▶ **Written task A**:
Reproduce the passage on the Mahakala silk veil from "The text written" up to and including "2017, pp. 263–64.".
▶ **Written task B**:
According to the passage on the Mahakala silk veil, of which monastery is the four-faced, four-armed Shrimahakala the chief protector deity?
▶ **Written task C**:
Resume the passage on the four-faced Mahakala silk veil after its last sentence.

▶ **Passage given**:
—————
Himalayan Art Resources item no. 18364.
51 3/4 by 23 1/4 in. (129 by 59 cm)

Provenance:
The Tibetan inscription on the silk veil may be translated as follows:

Om mahakala vikala ratri[k]a hum bhyo shatrun maraya hum phat! Through a compassionate display of raging wrath, the terrifying warrior with four faces, four arms, one leg bent and the other one stretched out, stands majestically upon samaya offenders. His dark blue body [wears] a warrior’s [bone] attire. He holds a sword, a skull, a spear, a garland of heads, a chopper, a vase, and innumerable weapons. The faces are light yellow, greenish red, and variegated. Through the manifestation of the four activities you protect the Buddha’s teachings. The four supreme consorts and the eight classes of malevolent deities partake in slaughtering a gathering of twenty one tribal (Tibetan: mon pa) men and women. The Lord of Life in union with his consort are the thieves of mortal beings’ vital breath. Surrounded by an ocean of oath-bound protectors, I bow down to you. Blessed Nepalese metal images (bal li), jewels, silk brocades, animal pelts, and this sharp-pointed sword, were offered symbolically (…) by the monk Palden Chökyong as a thanksgiving for a well [granted] former request. This was realised in accordance with the Dharma to accomplish what was wished for. Sarva Mangalam.

The text written on the silk veil reveals that the painted khatta represents a symbolic depiction of Chaturmukha Shrimahakala and his consorts. The display of attributes alone would appear to be consistent with Sakya tradition, whereby this four-faced and four-armed manifestation of Mahakala is rarely depicted in art and never shown to the uninitiated. In this form, Shrimahakala is the chief protector deity of Ngor Monastery, where the abbots were compelled to receive ritual permission for practicing the deity prior to their installation ceremony as head of the monastery, see Jörg Heimbel, Vajradhara in Human Form: The Life and Times of Ngor chen Kun dga’ bzang po, Lumbini, 2017, pp. 263–64.
—————
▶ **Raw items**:
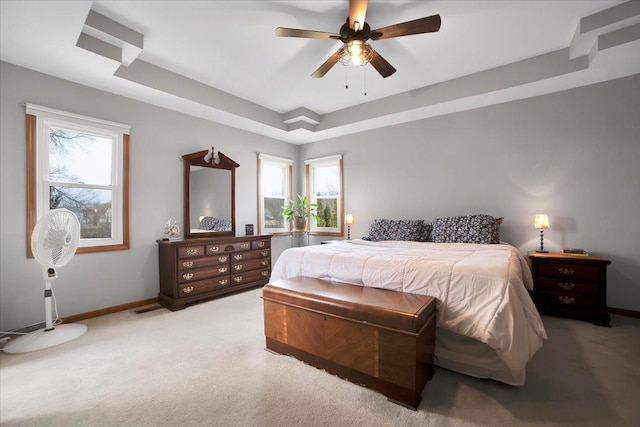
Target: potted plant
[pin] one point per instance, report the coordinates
(298, 211)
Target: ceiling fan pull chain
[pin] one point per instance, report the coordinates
(364, 74)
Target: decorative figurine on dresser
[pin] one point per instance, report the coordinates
(211, 261)
(571, 285)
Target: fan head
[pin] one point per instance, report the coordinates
(55, 238)
(354, 35)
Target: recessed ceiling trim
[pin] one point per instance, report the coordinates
(115, 29)
(99, 47)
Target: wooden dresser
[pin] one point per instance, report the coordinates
(197, 269)
(571, 286)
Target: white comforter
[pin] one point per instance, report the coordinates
(480, 289)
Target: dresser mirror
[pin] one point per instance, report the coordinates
(209, 194)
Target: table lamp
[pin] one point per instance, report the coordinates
(348, 219)
(541, 222)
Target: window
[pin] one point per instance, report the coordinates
(324, 186)
(81, 164)
(275, 191)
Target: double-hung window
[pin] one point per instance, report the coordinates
(274, 177)
(324, 187)
(81, 164)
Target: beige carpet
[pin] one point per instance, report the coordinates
(206, 366)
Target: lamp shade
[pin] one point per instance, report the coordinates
(541, 221)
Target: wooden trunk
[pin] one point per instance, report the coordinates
(374, 337)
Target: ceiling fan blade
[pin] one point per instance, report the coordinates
(429, 24)
(357, 12)
(381, 65)
(307, 34)
(328, 64)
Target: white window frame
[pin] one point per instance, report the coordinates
(287, 166)
(45, 119)
(311, 165)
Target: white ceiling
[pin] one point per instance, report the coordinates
(220, 60)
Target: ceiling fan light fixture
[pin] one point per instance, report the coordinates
(356, 53)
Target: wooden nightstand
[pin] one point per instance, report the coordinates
(571, 286)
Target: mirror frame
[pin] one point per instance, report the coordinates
(198, 159)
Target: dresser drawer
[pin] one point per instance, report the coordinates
(572, 271)
(250, 276)
(190, 251)
(202, 286)
(248, 256)
(567, 286)
(186, 264)
(202, 273)
(228, 247)
(237, 267)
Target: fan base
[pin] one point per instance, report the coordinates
(41, 339)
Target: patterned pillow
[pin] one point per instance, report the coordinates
(425, 234)
(396, 229)
(466, 229)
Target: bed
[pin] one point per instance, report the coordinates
(487, 325)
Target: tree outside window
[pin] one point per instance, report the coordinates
(324, 185)
(81, 164)
(274, 192)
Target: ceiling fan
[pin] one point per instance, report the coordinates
(354, 35)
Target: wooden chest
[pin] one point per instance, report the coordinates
(196, 269)
(382, 339)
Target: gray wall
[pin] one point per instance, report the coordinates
(573, 155)
(159, 138)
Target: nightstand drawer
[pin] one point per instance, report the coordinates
(567, 286)
(567, 300)
(569, 271)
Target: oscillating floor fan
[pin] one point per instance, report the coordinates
(53, 242)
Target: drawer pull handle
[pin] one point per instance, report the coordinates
(566, 271)
(566, 300)
(567, 285)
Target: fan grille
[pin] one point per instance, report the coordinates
(55, 238)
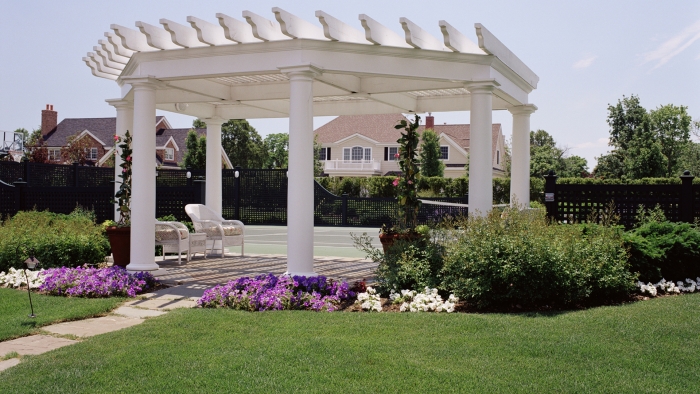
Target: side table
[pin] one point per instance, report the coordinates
(198, 244)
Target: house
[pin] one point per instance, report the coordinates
(170, 142)
(365, 145)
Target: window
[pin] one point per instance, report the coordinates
(324, 154)
(54, 154)
(393, 151)
(444, 153)
(357, 154)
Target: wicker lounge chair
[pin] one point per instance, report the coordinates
(227, 232)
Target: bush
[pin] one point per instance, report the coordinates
(408, 264)
(517, 258)
(664, 250)
(57, 240)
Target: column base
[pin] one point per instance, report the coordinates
(307, 274)
(138, 267)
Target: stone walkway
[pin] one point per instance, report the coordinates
(189, 281)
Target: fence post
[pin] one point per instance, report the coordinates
(687, 197)
(20, 194)
(237, 174)
(550, 190)
(344, 212)
(25, 169)
(202, 190)
(76, 183)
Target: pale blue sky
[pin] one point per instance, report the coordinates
(587, 54)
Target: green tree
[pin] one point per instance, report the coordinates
(671, 127)
(430, 163)
(242, 144)
(277, 147)
(196, 154)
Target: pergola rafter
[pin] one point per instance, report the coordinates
(286, 66)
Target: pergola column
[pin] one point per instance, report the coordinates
(300, 200)
(480, 148)
(143, 185)
(213, 185)
(125, 121)
(520, 158)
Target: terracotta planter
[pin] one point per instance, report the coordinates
(120, 242)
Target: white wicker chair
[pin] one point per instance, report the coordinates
(174, 237)
(228, 232)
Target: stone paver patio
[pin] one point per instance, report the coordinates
(215, 270)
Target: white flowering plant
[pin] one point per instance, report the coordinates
(15, 278)
(668, 287)
(370, 300)
(427, 301)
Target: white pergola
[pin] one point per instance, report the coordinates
(289, 67)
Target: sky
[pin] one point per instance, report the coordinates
(587, 54)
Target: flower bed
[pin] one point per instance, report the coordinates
(269, 292)
(95, 282)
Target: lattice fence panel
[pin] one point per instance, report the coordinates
(8, 201)
(11, 171)
(95, 176)
(581, 203)
(42, 175)
(172, 201)
(66, 199)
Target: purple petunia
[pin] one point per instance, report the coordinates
(95, 282)
(268, 292)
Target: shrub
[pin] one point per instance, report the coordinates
(414, 264)
(518, 258)
(664, 250)
(57, 240)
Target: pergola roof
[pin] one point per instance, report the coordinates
(235, 69)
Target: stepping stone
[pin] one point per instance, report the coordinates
(137, 313)
(162, 304)
(35, 344)
(90, 327)
(8, 363)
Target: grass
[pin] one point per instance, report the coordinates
(648, 346)
(14, 309)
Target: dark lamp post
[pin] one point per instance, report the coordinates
(30, 263)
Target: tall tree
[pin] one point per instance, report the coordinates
(277, 147)
(242, 144)
(430, 163)
(671, 127)
(196, 154)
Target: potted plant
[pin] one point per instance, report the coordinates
(119, 233)
(406, 185)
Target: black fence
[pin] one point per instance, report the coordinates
(570, 203)
(253, 196)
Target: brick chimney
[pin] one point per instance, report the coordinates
(49, 119)
(429, 121)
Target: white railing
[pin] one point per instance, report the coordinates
(354, 165)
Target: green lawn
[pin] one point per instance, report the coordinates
(14, 311)
(649, 346)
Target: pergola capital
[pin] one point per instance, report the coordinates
(481, 87)
(303, 71)
(525, 109)
(140, 82)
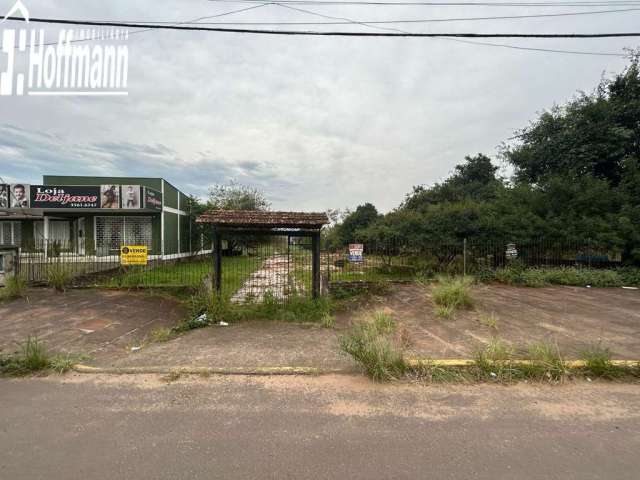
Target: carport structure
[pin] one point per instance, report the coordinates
(244, 223)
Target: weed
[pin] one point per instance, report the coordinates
(161, 334)
(369, 342)
(59, 276)
(546, 362)
(328, 321)
(172, 376)
(64, 363)
(431, 372)
(32, 358)
(451, 294)
(489, 320)
(598, 364)
(14, 288)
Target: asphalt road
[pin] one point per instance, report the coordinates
(141, 427)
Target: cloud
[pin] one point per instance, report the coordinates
(315, 122)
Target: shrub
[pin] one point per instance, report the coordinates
(451, 294)
(598, 363)
(14, 287)
(372, 345)
(59, 276)
(161, 334)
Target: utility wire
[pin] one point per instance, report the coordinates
(326, 34)
(600, 3)
(429, 20)
(471, 42)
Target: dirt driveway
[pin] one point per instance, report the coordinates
(573, 317)
(105, 324)
(89, 321)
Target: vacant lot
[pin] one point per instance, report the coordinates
(90, 321)
(106, 324)
(573, 317)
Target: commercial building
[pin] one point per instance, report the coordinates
(95, 216)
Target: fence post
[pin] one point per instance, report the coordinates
(315, 246)
(464, 257)
(216, 278)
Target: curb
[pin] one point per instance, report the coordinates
(258, 371)
(312, 371)
(465, 362)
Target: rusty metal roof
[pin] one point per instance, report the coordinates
(258, 219)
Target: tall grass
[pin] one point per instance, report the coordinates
(540, 277)
(59, 276)
(14, 288)
(451, 294)
(375, 348)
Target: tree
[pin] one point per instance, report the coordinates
(235, 196)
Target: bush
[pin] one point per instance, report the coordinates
(451, 294)
(540, 277)
(14, 287)
(372, 345)
(59, 276)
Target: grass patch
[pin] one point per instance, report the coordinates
(451, 294)
(59, 276)
(207, 309)
(34, 358)
(489, 320)
(161, 335)
(375, 348)
(13, 289)
(570, 276)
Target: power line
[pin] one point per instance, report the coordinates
(429, 20)
(470, 42)
(599, 3)
(326, 34)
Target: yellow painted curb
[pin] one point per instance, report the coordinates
(209, 370)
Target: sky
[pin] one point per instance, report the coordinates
(315, 122)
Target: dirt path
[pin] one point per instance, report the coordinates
(273, 277)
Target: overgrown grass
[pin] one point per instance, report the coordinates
(14, 288)
(34, 358)
(374, 346)
(191, 274)
(207, 309)
(451, 294)
(598, 364)
(59, 276)
(540, 277)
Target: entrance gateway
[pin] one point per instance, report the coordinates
(227, 224)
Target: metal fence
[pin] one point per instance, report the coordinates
(279, 267)
(404, 261)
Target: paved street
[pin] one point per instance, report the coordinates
(139, 427)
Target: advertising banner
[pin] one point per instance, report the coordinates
(152, 199)
(59, 196)
(19, 195)
(110, 196)
(4, 195)
(134, 255)
(131, 197)
(356, 252)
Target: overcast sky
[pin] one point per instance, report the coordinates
(317, 122)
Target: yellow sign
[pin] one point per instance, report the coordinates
(133, 255)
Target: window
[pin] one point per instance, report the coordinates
(113, 232)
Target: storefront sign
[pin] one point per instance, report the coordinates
(59, 196)
(356, 252)
(152, 199)
(134, 255)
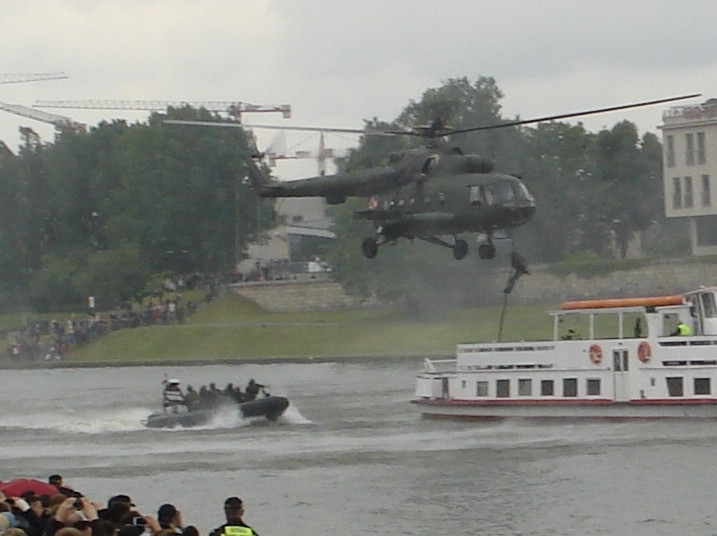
—————
▶ **Expected answer A**:
The text written on the silk veil reveals that the painted khatta represents a symbolic depiction of Chaturmukha Shrimahakala and his consorts. The display of attributes alone would appear to be consistent with Sakya tradition, whereby this four-faced and four-armed manifestation of Mahakala is rarely depicted in art and never shown to the uninitiated. In this form, Shrimahakala is the chief protector deity of Ngor Monastery, where the abbots were compelled to receive ritual permission for practicing the deity prior to their installation ceremony as head of the monastery, see Jörg Heimbel, Vajradhara in Human Form: The Life and Times of Ngor chen Kun dga’ bzang po, Lumbini, 2017, pp. 263–64.

▶ **Expected answer B**:
Ngor Monastery.

▶ **Expected answer C**:
It seems likely therefore that the monk mentioned in the inscription is indeed Palden Chökyong (1702-1760), the thirty-fourth abbot of Ngor. Palden Chökyong’s tenure lasted from 1733 until 1739, after which he became the court chaplain to the king of Derge between 1739 and 1754, ibid., p. 527, n. 45. It has been suggested that the abbot of Ngor commissioned this painting during a pilgrimage to Derge in Eastern Tibet, see Richard R. Ernst, ‘Science and Arts’, EPR News Letter 14, no. 1-2 (2004): pp. 15-18. Palden Chökyong left an impressive body of literary work, including an autobiography, which may bear evidence for the present work and votive scarf.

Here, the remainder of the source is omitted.